WORK ORDER 1 | List every date that opens an entry in the Sacramento shootings timeline.
WORK ORDER 2 | Carry on the Sacramento shootings timeline from its final entry.

PROVIDED TEXT |

January 27: Ms. Schubert’s office rules that Mann was “lawfully shot.” In a written statement issued following the decision, the office says the officers and “several civilians” were “threatened” by Mann. “Joseph Mann was acting aggressively while under the influence of methamphetamine,” the statement reads. “Sacramento police officers attempted to detain Mann after multiple civilian witnesses reported that Mann displayed a knife in a threatening manner and appeared to them to also be carrying a firearm.” Sacramento Mayor Darrell Steinberg issues a statement following the D.A.’s review, expressing “enormous respect” for SPD’s officers, but that “what unfolded with Joseph Mann is … unacceptable.”

2018

March 18: Stephon Clark, 22, is shot and killed by SPD officers in the backyard of his grandmother’s Sacramento home. Clark was unarmed; officers said they mistook his cell phone for a handgun.

June 3: Ms. Schubert is reelected, beating challenger Noah Phillips by nearly 70,000 votes. Two weeks later, she announces she is no longer a member of the Republican party.

2019

March 2: Nearly one year after the killing of Stephon Clark, Ms. Schubert announces that her office will not file charges against Terrence Mercadal and Jared Robinet, the police officers who killed him. Ms. Schubert — in a lengthy press conference describing why she chose not to charge the officers — said that Clark researched ways to commit suicide and implied that he sought his own “death by police officers.” Benjamin Crump, the civil rights attorney for Clark’s family, criticized Ms. Schubert’s release of text messages between Clark and his fiancé as a “miscarriage of justice,” calling them irrelevant to the shooting. “She took out the old playbook when they kill us and took it to a whole new level,” Crump told The OBSERVER. “First they assassinate the person, and secondly, they assassinate our character.”

EXCERPTED RECORDS |
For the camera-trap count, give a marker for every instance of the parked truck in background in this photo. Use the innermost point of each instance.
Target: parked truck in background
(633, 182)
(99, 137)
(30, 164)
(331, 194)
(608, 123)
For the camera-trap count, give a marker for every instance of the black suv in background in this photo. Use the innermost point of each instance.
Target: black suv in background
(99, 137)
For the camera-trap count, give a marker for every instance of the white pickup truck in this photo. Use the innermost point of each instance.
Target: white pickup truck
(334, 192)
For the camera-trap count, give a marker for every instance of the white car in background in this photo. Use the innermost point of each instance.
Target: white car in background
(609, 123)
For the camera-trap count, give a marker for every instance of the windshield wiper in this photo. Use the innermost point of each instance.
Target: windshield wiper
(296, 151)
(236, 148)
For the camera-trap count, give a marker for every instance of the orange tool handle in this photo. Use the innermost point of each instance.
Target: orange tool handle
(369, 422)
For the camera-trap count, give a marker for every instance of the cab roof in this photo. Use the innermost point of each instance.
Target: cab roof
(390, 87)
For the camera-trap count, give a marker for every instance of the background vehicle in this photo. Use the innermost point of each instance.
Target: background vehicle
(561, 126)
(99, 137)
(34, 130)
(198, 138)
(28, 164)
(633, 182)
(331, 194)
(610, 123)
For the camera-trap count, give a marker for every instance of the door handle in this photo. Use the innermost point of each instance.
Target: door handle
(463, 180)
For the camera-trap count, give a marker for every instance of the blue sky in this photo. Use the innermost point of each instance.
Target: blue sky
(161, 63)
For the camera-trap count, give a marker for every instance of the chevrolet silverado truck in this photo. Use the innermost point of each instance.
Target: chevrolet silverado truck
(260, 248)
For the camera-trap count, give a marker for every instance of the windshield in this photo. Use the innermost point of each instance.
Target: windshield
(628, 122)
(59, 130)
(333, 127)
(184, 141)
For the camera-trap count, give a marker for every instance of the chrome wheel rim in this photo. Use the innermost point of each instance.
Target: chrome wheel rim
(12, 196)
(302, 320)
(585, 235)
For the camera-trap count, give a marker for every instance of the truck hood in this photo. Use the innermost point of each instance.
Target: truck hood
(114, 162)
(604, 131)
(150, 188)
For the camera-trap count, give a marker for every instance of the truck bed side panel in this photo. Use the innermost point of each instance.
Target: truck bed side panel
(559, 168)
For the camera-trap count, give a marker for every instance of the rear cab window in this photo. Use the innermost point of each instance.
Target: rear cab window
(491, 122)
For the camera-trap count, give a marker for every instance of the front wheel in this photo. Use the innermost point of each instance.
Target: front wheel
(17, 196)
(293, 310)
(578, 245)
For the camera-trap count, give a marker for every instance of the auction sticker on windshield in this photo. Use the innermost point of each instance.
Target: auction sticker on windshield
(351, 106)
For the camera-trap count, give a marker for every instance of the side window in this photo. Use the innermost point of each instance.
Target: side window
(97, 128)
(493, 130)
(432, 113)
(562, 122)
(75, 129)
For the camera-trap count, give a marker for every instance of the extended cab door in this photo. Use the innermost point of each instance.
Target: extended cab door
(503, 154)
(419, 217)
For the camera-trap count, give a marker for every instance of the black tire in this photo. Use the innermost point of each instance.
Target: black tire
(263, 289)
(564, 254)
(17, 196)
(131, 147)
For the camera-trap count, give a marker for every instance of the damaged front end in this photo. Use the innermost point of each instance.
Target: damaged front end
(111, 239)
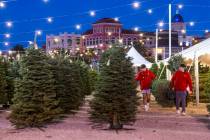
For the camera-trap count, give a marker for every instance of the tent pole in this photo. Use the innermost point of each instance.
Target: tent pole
(197, 80)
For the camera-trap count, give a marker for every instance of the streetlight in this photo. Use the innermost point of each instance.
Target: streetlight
(37, 33)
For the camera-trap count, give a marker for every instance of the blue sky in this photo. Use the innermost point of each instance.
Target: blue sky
(76, 11)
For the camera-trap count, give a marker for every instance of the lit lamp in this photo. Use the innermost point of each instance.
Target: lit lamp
(159, 51)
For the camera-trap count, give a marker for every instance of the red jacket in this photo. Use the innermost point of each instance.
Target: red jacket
(181, 81)
(145, 78)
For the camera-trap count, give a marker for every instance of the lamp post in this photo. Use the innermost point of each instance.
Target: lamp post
(156, 48)
(37, 33)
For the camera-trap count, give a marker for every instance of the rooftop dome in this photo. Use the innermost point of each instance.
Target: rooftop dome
(177, 18)
(107, 20)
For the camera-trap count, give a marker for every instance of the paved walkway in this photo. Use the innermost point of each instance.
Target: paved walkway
(158, 124)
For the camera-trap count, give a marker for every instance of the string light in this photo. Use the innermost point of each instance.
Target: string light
(161, 23)
(7, 35)
(9, 24)
(180, 6)
(45, 1)
(116, 19)
(136, 29)
(49, 19)
(136, 5)
(192, 23)
(30, 42)
(38, 32)
(78, 27)
(183, 31)
(6, 43)
(150, 11)
(2, 4)
(92, 13)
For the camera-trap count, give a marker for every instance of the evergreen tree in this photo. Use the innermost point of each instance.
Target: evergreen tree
(67, 83)
(161, 71)
(154, 68)
(115, 101)
(175, 62)
(207, 87)
(35, 101)
(143, 51)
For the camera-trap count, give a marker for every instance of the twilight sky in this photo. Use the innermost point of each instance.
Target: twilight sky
(30, 15)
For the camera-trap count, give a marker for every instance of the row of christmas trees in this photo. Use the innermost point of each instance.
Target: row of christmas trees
(46, 88)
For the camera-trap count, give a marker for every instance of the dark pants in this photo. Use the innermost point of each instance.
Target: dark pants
(181, 98)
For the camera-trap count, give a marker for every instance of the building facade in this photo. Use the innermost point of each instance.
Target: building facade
(106, 32)
(67, 41)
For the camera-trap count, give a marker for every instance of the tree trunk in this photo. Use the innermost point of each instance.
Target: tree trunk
(115, 124)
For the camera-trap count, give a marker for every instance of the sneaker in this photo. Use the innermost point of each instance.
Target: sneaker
(178, 112)
(183, 114)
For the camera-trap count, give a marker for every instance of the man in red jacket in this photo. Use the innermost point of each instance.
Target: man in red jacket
(145, 78)
(181, 80)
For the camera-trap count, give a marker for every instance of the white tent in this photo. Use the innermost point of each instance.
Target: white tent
(138, 60)
(197, 50)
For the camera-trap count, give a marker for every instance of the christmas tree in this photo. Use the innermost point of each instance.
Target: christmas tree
(161, 71)
(35, 101)
(154, 68)
(67, 83)
(207, 87)
(115, 101)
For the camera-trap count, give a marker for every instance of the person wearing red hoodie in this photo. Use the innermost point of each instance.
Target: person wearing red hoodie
(180, 82)
(145, 78)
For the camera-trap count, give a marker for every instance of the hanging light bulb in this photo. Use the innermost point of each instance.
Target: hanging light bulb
(9, 24)
(2, 4)
(180, 6)
(136, 5)
(49, 19)
(150, 11)
(161, 24)
(192, 23)
(92, 13)
(7, 35)
(78, 27)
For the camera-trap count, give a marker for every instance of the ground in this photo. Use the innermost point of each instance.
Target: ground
(158, 124)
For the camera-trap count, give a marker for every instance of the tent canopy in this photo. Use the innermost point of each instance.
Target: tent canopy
(137, 60)
(199, 49)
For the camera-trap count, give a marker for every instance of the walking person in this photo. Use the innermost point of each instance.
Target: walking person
(145, 78)
(180, 82)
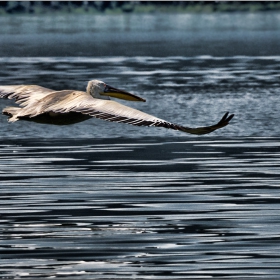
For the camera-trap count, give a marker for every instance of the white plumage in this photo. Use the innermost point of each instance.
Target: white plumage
(64, 107)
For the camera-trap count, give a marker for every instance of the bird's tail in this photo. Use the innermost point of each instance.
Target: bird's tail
(12, 112)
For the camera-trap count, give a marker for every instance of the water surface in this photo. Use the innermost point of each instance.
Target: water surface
(150, 208)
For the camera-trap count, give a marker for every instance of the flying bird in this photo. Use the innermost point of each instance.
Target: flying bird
(64, 107)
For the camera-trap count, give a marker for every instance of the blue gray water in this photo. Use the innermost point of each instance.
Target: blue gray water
(99, 200)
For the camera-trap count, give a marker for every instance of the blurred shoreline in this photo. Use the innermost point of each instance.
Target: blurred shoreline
(120, 7)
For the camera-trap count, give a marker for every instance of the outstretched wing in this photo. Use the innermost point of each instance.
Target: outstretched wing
(24, 94)
(75, 101)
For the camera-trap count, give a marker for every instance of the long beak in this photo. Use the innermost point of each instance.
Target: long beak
(121, 94)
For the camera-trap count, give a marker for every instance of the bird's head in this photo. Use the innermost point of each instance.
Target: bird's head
(100, 90)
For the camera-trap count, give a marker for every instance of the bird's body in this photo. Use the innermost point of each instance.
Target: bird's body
(43, 105)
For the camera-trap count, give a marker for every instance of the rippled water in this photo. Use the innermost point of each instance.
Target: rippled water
(104, 200)
(150, 208)
(190, 91)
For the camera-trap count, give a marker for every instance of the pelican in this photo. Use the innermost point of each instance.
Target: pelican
(64, 107)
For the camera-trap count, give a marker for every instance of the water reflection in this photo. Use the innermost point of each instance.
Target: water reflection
(189, 91)
(147, 207)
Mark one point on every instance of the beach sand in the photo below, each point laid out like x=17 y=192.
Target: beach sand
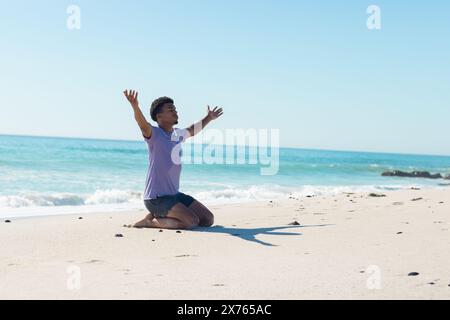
x=347 y=246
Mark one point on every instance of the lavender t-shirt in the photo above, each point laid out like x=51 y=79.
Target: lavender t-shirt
x=163 y=176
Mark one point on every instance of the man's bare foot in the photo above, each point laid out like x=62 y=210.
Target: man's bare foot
x=147 y=222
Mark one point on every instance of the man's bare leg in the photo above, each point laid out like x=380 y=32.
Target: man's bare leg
x=179 y=217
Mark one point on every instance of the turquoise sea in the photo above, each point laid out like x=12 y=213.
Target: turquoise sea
x=47 y=175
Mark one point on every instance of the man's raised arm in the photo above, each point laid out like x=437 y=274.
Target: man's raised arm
x=146 y=128
x=211 y=115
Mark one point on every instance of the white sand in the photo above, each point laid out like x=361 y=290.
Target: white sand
x=255 y=255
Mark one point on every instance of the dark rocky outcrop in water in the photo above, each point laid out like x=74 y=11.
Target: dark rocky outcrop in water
x=414 y=174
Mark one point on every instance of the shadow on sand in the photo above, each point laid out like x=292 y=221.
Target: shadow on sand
x=249 y=234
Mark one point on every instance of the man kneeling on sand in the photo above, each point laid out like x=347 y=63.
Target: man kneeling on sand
x=169 y=208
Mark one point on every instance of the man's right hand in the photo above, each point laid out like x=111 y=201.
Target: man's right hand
x=131 y=96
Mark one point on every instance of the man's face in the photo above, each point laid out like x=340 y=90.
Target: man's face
x=168 y=114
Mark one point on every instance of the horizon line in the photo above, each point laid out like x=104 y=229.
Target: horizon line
x=281 y=147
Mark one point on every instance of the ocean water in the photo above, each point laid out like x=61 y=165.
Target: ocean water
x=45 y=176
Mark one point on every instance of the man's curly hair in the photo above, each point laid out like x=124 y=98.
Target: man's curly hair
x=157 y=105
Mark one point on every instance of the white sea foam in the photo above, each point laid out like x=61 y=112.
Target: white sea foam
x=39 y=204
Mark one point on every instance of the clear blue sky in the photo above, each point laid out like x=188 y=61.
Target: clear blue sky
x=310 y=68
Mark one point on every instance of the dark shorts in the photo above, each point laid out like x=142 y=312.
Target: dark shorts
x=160 y=206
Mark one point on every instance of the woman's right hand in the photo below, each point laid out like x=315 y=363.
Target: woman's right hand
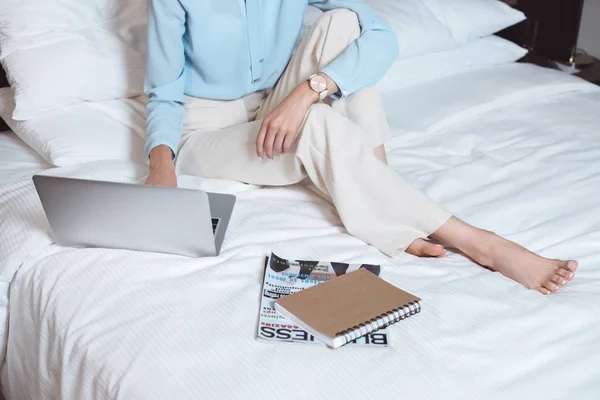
x=162 y=169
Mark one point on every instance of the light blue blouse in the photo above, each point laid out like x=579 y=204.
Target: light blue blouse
x=226 y=49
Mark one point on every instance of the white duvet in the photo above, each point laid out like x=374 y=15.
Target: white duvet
x=513 y=149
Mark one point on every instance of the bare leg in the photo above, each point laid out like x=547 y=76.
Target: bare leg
x=380 y=154
x=501 y=255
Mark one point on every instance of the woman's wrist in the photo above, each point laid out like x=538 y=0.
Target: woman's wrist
x=161 y=157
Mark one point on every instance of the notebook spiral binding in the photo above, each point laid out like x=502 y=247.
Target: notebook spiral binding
x=380 y=322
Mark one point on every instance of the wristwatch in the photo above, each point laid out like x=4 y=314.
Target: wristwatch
x=319 y=84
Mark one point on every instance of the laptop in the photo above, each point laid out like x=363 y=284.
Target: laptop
x=86 y=213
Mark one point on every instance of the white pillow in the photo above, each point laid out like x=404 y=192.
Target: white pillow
x=110 y=130
x=61 y=52
x=472 y=19
x=418 y=30
x=429 y=67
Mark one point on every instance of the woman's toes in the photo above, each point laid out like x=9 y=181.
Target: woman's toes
x=543 y=290
x=565 y=274
x=551 y=287
x=572 y=266
x=558 y=280
x=423 y=248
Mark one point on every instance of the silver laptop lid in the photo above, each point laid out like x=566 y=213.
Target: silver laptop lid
x=84 y=213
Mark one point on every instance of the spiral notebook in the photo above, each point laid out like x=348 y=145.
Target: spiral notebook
x=346 y=308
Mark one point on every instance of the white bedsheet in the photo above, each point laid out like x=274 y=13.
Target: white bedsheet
x=17 y=160
x=107 y=324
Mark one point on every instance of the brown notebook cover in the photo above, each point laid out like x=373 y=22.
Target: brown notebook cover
x=350 y=306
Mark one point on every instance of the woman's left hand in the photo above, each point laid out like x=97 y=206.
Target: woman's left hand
x=280 y=128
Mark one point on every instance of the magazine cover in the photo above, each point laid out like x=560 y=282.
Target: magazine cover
x=283 y=277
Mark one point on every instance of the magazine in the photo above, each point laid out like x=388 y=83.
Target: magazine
x=283 y=277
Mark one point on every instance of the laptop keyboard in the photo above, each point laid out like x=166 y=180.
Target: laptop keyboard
x=215 y=222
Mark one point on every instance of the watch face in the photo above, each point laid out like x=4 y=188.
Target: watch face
x=318 y=84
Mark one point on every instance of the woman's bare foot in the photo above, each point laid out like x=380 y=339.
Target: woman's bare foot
x=508 y=258
x=527 y=268
x=423 y=248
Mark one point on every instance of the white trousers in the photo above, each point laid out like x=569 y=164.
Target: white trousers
x=334 y=147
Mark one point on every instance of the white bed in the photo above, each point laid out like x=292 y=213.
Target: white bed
x=17 y=160
x=511 y=148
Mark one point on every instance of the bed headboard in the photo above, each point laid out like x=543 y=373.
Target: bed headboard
x=551 y=29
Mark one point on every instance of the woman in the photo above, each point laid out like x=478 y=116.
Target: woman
x=233 y=97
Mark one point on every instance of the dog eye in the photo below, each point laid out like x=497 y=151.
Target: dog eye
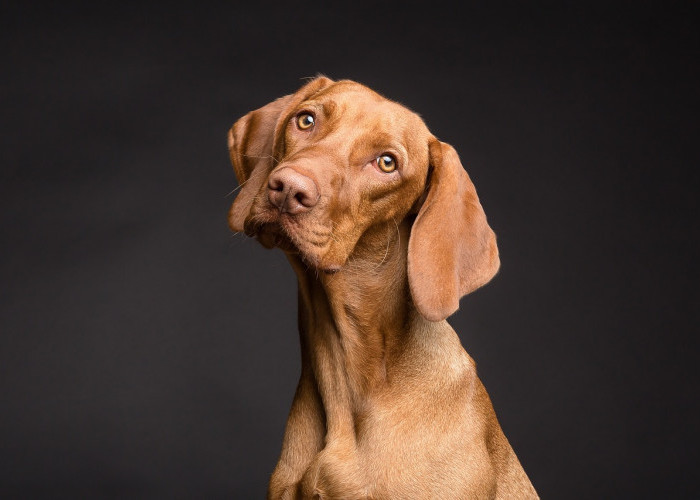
x=305 y=121
x=386 y=163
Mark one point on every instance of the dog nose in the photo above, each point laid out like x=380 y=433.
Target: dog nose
x=291 y=191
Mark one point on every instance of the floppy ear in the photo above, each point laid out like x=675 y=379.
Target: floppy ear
x=452 y=250
x=251 y=141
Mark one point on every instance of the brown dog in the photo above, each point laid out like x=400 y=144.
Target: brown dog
x=385 y=233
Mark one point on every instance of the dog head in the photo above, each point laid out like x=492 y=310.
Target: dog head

EXERCISE RESULT 1 | January 27; March 18 (2018); June 3 (2018); March 2 (2019)

EXERCISE RESULT 2 |
March 28: Tanya Faison, Sandra Boykin, and two other Black women from Black Lives Matter Sacramento disrupt a luncheon hosted by the Women Lawyers of Sacramento at Lucca Restaurant in Midtown. Ms. Schubert was the keynote speaker and also was being recognized for her work in tracking down and arresting former police officer Joseph DeAngelo, better known as the East Area Rapist and the Golden State Killer, in April 2018. Before Ms. Schubert spoke, the ladies, who had purchased tickets to the event, stood up in front of her holding a banner protesting officer-involved shootings in Sacramento County.  The women were asked to leave by the owner of the restaurant. Ms. Faison and Ms. Boykin did not, and subsequently were arrested, cited and released. Days later, Ms. Schubert dropped the charges.

2020

August: The Clark-Thompson family holds a press conference in front of the District Attorney’s office after the president of the California District Attorneys Association (CDAA) asked the NFL to remove a Public Service Announcement featuring Clark. The CDAA consists of 3,300 prosecutor members in California that provide legal education and legislative advocacy. The organization stated that the Stephon Clark segment of the PSA does not cover all the facts of the case. “Though well-intentioned, the video performs a disservice instead of a public service by omitting the crucial facts which preceded Mr. Clark’s tragic death,” California District Attorneys Association president Vern Pierson said in a statement.  The family asks for the recall of Ms. Schubert.

“I need you to be aware that every time they do something like this it brings Stephon Clark back to life and then it kills him all over again,” Clark’s mother, Sequette, said of the actions by the CDAA. “Stop it. Stop.”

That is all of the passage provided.